[Available data]

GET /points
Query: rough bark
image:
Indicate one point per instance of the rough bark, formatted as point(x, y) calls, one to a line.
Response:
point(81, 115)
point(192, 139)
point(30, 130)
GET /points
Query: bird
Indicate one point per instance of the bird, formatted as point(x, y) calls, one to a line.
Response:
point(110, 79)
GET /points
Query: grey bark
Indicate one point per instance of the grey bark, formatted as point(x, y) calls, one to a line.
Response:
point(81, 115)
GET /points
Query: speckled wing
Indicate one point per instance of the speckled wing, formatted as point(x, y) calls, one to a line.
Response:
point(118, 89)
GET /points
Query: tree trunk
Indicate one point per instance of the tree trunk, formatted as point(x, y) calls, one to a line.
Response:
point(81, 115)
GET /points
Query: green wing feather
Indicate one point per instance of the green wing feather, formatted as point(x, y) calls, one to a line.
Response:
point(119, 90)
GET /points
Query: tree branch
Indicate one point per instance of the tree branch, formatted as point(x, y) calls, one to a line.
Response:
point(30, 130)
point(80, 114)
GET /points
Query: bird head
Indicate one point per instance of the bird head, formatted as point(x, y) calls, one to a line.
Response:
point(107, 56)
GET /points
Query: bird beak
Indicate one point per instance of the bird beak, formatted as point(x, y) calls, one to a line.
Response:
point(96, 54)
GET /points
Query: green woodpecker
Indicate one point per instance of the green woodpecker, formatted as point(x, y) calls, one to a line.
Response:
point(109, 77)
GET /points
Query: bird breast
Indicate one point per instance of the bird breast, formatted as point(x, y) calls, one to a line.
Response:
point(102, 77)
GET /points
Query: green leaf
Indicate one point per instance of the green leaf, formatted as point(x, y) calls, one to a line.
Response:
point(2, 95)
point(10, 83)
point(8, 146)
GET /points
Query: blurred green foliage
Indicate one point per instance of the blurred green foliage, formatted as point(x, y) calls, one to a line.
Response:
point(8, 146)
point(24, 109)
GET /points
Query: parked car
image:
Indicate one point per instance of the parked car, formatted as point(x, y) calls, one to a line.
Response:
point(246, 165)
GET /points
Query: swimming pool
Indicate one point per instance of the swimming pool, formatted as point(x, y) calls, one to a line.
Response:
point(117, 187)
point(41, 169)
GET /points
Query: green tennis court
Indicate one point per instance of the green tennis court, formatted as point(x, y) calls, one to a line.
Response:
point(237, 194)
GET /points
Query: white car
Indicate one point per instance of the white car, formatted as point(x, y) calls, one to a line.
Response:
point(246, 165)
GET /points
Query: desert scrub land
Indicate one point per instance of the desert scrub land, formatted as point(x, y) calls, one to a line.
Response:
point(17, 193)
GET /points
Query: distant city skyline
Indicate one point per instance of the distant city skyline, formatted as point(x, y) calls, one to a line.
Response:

[/Available data]

▶ [What is needed]: A verbatim copy of all the entries is the expected result.

▶ [Solution to this problem]:
GET /points
Query: rough bark
image:
Indicate one point per instance of the rough bark, formatted as point(x, y) calls, one to a line.
Response:
point(81, 115)
point(192, 139)
point(30, 130)
GET /points
Query: bird
Indicate one point per instance of the bird, formatted as point(x, y) calls, one to a line.
Response:
point(110, 79)
GET /points
Query: grey bark
Indicate one point per instance of the grey bark, formatted as point(x, y) calls, one to a line.
Response:
point(81, 115)
GET /points
Query: speckled wing
Indicate one point per instance of the speckled wing, formatted as point(x, y) calls, one to a line.
Response:
point(118, 89)
GET /points
Query: tree trunk
Indicate one point per instance of the tree trunk, formatted as point(x, y) calls, one to a line.
Response:
point(81, 115)
GET /points
Query: green wing feather
Indicate one point per instance of the green wing feather, formatted as point(x, y) calls, one to a line.
Response:
point(119, 90)
GET /points
Query: tree branch
Indicate one point per instance of the tree branch, formatted as point(x, y) calls, one to a line.
Response:
point(30, 130)
point(80, 114)
GET /points
Query: bird head
Indicate one point per instance of the bird head, formatted as point(x, y) calls, one to a line.
Response:
point(107, 56)
GET /points
Query: bird beak
Indicate one point per instance of the bird beak, formatted as point(x, y) calls, one to a line.
Response:
point(96, 54)
GET /points
Query: green woodpecker
Indicate one point per instance of the green woodpecker, formatted as point(x, y) calls, one to a line.
Response:
point(109, 77)
GET /points
Query: bird breast
Indicate one point per instance of the bird breast, formatted as point(x, y) calls, one to a line.
Response:
point(102, 77)
GET /points
Query: green leaf
Indicate one point per instance of the green leaf, formatted as point(x, y) calls, one to a line.
Response:
point(2, 95)
point(10, 83)
point(8, 146)
GET /points
Query: blurred green foliage
Indicate one point per instance of the blurred green foliage, formatted as point(x, y) calls, one to a line.
Response:
point(8, 146)
point(24, 109)
GET /points
Query: parked car
image:
Indicate one point per instance of the parked car, formatted as point(x, y) calls, one to a line.
Response:
point(246, 165)
GET /points
Query: swimming pool
Indicate one point per instance of the swimming pool, formatted as point(x, y) calls, one to a line.
Response:
point(117, 187)
point(41, 169)
GET /points
Query: green tennis court
Indicate one point per instance of the green tennis court, formatted as point(x, y) calls, one to a line.
Response:
point(237, 194)
GET /points
Query: white car
Indicate one point per instance of the white car, formatted as point(x, y) calls, one to a line.
Response:
point(246, 165)
GET /points
Query: desert scrub land
Indicate one point per instance of the desert scrub land, formatted as point(x, y) calls, one to a line.
Response:
point(17, 193)
GET /points
Query: distant city skyline
Indicate one point per instance of the distant city skyline, formatted as point(x, y) calls, one to a line.
Response:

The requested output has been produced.